Items from a data source
▬▬▬▬▬▬

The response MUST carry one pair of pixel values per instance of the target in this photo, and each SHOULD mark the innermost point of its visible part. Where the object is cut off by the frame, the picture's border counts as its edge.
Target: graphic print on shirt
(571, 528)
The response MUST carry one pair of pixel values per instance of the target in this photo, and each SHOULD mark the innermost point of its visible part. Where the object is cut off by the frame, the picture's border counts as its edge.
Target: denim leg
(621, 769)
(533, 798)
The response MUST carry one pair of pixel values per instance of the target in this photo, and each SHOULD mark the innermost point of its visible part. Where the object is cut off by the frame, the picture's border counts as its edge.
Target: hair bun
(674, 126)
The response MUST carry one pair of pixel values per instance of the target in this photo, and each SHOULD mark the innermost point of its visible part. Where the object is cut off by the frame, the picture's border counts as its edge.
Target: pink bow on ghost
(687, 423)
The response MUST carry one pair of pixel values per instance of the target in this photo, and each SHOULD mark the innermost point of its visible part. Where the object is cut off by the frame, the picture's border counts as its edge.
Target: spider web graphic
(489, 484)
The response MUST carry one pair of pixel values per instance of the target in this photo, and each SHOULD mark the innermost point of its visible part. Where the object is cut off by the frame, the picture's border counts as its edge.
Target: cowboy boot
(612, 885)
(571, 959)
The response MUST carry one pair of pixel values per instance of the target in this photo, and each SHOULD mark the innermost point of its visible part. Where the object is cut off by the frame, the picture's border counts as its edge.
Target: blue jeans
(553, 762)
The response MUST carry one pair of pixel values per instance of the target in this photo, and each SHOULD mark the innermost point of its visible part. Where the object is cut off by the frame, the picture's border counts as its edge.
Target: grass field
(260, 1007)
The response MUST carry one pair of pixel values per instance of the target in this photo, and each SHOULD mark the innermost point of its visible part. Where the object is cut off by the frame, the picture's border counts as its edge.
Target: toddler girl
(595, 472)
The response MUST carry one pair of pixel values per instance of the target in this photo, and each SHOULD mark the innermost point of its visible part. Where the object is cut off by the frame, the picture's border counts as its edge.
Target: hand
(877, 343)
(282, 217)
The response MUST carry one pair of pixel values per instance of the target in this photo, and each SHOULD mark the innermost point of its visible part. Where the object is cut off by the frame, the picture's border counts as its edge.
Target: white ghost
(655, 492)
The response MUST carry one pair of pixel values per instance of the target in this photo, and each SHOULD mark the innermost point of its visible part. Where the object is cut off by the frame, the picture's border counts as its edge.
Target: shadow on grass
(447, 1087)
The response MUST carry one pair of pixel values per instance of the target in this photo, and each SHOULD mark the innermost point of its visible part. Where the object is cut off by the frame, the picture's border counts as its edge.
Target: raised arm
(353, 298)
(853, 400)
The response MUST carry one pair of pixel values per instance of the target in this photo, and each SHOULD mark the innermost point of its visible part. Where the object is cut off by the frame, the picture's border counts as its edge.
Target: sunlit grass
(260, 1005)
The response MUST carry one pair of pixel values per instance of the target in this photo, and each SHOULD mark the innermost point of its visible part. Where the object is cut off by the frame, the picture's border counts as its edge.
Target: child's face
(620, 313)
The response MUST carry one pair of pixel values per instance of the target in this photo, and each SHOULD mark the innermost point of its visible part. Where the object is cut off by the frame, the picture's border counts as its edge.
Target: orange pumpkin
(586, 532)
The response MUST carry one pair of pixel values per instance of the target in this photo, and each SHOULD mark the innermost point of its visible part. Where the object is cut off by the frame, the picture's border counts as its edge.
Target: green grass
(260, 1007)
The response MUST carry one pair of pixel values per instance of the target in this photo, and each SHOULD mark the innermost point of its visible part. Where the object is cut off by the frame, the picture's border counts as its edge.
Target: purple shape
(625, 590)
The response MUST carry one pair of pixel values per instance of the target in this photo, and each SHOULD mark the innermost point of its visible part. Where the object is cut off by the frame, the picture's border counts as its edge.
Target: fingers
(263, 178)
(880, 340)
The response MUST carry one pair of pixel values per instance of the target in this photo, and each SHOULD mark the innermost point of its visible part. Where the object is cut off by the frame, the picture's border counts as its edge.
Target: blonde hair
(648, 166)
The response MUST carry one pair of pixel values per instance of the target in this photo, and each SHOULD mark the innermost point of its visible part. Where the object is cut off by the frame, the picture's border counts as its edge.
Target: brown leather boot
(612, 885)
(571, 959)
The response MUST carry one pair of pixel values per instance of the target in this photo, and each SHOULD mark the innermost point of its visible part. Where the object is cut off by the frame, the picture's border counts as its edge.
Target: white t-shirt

▬▬▬▬▬▬

Which lines in the data above contain the word "ghost"? Extract each of them, treating case as significant.

WRITTEN REPLY:
Target: pink bow on ghost
Target: white ghost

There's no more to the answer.